■ Work item
Starting with the line that has "of the white", retype each line down to the end of the entries below, without leaving any out or adding any.

■ Input for this task

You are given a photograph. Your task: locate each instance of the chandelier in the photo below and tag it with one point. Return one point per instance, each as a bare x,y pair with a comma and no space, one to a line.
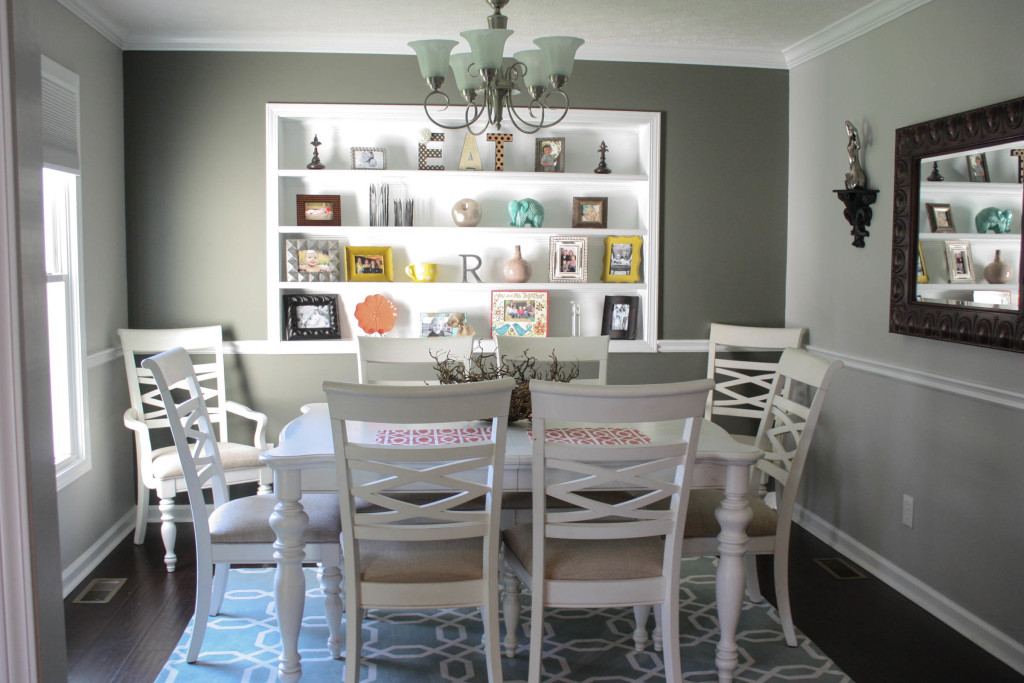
487,86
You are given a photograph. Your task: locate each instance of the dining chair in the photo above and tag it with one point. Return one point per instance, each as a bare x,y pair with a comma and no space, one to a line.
158,465
236,530
784,435
407,360
607,530
590,352
742,360
437,549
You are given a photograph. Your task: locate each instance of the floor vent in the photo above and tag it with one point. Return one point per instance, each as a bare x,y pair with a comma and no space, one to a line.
99,591
840,568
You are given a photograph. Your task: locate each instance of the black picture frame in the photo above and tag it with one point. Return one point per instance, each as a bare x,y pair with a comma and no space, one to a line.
310,316
620,319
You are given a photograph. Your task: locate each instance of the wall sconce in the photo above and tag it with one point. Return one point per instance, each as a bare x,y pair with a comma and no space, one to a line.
856,197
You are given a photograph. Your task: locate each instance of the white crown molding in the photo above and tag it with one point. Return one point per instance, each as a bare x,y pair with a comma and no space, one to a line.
848,28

■ The completed task
You are given a photograph. Your task: locate each instance of the white crown molding in the photo above and tag it with one point. Return one point per instance, each as a bare x,y pair with a comma and no space, one to a line.
848,28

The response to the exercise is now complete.